[STORED DATA Boundary: Start]

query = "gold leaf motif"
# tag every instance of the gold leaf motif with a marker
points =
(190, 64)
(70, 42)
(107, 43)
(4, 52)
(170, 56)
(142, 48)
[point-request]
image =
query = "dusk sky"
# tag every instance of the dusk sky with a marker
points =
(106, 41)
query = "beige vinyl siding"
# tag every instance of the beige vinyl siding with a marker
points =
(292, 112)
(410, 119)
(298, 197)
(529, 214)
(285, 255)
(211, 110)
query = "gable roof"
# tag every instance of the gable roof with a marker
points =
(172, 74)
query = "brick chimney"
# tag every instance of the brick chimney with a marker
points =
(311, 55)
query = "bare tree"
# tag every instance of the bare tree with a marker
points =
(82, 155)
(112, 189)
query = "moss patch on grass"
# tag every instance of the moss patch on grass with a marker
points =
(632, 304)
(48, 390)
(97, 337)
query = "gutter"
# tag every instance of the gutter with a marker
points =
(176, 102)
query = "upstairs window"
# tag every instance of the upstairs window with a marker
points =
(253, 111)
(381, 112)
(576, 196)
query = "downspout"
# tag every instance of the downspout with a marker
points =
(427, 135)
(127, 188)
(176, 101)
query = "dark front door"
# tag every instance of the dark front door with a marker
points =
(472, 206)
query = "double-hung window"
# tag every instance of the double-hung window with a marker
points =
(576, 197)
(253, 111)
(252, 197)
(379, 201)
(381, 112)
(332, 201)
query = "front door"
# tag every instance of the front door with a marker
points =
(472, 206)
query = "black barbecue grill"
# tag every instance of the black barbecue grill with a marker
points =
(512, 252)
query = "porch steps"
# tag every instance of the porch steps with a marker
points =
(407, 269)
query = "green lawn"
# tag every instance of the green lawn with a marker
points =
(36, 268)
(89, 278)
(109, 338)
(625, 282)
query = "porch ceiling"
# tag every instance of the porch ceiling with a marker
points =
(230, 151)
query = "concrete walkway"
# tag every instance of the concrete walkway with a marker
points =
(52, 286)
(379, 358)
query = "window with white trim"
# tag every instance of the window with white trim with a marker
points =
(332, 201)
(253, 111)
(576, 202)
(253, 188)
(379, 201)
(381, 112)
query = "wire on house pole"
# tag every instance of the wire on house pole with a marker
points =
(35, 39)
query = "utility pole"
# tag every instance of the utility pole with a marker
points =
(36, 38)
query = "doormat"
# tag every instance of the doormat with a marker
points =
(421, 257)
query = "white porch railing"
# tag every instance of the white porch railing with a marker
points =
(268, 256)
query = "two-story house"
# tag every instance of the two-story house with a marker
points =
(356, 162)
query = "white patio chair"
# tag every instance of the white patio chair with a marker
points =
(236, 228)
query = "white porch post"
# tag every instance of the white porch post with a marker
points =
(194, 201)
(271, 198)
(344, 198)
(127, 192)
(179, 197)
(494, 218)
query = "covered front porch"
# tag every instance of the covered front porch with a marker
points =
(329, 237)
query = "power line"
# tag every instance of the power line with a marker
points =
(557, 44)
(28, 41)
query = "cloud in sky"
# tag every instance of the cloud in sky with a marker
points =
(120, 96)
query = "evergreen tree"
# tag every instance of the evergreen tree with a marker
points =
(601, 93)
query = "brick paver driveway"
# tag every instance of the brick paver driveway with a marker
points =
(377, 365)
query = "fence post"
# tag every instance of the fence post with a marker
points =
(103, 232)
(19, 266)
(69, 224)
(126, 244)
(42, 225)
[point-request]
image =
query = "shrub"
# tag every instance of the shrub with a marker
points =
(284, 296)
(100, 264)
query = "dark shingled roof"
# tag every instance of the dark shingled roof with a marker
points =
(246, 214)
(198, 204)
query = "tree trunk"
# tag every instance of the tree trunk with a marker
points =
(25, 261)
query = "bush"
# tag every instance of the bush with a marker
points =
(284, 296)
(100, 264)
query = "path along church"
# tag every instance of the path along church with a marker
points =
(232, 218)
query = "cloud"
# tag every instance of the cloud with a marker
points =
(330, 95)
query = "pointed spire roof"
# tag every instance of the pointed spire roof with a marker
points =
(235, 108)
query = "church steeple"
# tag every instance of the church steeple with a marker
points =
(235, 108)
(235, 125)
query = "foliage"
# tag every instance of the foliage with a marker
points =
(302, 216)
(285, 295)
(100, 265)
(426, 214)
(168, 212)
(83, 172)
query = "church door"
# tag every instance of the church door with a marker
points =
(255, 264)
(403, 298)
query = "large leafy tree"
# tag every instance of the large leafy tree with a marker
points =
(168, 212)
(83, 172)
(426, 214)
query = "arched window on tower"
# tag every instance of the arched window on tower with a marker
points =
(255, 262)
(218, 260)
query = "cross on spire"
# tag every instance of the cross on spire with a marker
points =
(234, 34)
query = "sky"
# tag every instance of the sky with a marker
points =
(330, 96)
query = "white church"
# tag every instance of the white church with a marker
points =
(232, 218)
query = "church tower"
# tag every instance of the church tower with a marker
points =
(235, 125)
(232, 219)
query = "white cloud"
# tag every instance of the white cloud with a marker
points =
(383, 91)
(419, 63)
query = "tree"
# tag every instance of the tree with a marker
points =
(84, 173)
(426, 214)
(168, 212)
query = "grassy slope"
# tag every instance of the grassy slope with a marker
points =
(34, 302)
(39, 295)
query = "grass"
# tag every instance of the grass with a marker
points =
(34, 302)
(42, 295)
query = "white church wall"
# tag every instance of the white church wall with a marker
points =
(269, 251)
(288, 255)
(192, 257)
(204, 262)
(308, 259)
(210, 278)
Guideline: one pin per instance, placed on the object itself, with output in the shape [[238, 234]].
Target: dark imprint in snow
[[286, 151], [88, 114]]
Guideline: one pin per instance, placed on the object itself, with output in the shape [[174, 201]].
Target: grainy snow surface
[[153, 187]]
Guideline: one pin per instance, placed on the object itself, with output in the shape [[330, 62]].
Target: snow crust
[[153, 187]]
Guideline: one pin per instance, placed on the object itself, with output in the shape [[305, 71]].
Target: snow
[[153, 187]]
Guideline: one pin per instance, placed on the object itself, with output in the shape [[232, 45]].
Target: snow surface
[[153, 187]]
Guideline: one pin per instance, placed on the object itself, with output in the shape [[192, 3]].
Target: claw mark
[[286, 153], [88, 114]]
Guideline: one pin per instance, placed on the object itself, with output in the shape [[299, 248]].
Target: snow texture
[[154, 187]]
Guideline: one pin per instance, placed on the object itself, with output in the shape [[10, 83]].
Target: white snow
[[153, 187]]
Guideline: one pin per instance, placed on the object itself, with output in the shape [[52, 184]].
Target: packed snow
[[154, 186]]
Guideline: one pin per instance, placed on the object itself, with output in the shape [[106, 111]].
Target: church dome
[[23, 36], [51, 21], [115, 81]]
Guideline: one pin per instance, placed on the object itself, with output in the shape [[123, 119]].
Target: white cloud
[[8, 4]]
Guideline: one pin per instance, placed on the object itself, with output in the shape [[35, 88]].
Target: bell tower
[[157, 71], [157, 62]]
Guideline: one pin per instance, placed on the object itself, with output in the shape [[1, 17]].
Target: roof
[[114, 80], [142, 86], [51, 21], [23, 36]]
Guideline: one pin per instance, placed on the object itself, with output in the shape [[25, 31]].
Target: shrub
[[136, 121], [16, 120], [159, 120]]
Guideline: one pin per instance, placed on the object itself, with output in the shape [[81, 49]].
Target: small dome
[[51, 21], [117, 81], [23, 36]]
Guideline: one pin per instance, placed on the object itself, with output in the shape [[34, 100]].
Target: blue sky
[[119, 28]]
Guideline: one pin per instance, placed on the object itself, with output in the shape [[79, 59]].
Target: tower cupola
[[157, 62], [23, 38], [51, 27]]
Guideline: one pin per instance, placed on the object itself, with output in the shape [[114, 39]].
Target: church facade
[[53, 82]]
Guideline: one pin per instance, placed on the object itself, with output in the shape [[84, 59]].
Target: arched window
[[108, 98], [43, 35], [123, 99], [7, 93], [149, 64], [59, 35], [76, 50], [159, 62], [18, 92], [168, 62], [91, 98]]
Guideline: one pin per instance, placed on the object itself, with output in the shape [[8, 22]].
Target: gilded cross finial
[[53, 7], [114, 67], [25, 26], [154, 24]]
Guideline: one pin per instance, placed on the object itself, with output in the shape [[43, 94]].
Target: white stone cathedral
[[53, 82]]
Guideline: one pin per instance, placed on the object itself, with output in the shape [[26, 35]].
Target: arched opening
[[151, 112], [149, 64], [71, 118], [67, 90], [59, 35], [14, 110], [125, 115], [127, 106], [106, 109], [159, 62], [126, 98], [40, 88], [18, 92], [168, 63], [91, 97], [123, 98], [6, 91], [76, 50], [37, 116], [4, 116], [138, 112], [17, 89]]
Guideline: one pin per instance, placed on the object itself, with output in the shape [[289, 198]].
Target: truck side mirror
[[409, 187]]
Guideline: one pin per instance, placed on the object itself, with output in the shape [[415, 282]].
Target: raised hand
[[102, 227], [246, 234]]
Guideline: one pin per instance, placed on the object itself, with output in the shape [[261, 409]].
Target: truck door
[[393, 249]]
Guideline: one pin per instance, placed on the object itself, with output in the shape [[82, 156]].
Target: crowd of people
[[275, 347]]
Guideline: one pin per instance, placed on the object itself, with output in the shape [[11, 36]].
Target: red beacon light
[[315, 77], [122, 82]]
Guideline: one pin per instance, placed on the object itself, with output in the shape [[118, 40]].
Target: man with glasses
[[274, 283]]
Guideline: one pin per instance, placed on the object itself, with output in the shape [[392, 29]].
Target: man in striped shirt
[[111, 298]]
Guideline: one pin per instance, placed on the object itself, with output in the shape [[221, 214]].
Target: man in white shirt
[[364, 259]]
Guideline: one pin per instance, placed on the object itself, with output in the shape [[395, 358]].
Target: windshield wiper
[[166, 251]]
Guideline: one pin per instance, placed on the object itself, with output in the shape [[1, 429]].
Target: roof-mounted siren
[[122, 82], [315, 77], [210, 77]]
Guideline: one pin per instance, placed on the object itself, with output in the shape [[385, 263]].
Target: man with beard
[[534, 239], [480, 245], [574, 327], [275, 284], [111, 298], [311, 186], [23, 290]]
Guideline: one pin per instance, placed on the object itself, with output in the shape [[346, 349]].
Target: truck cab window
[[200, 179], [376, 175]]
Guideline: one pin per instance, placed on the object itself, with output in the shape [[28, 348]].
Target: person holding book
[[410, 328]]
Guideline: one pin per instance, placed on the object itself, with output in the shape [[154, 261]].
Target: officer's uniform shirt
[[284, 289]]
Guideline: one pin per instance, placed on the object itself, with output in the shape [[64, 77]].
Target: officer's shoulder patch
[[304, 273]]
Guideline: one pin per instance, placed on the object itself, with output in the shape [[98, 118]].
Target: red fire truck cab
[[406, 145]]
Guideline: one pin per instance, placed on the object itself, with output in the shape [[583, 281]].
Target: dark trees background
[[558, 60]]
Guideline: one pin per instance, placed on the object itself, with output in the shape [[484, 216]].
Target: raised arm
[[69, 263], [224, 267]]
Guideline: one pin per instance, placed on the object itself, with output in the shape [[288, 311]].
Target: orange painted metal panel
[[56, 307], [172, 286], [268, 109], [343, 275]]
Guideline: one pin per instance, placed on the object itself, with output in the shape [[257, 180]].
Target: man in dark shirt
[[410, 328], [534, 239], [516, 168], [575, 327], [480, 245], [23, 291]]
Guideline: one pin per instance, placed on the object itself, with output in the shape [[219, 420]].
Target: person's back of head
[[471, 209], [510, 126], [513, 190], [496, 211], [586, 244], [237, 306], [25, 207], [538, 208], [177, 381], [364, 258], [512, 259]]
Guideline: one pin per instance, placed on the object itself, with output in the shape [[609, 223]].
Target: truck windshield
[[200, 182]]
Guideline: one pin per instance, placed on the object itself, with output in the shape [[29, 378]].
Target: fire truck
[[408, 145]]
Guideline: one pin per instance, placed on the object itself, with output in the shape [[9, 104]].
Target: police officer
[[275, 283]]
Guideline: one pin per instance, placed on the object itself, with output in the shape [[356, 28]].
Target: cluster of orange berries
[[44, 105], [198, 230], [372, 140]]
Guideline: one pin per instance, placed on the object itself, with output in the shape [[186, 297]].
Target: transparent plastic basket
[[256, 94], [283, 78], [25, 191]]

[STORED DATA Boundary: End]

WHAT THE TASK ASKS: Take every line from the records that holds "trim" and copy it down.

EXERCISE SOLUTION:
query = "window with white trim"
# tag every instance of the window with white trim with a marker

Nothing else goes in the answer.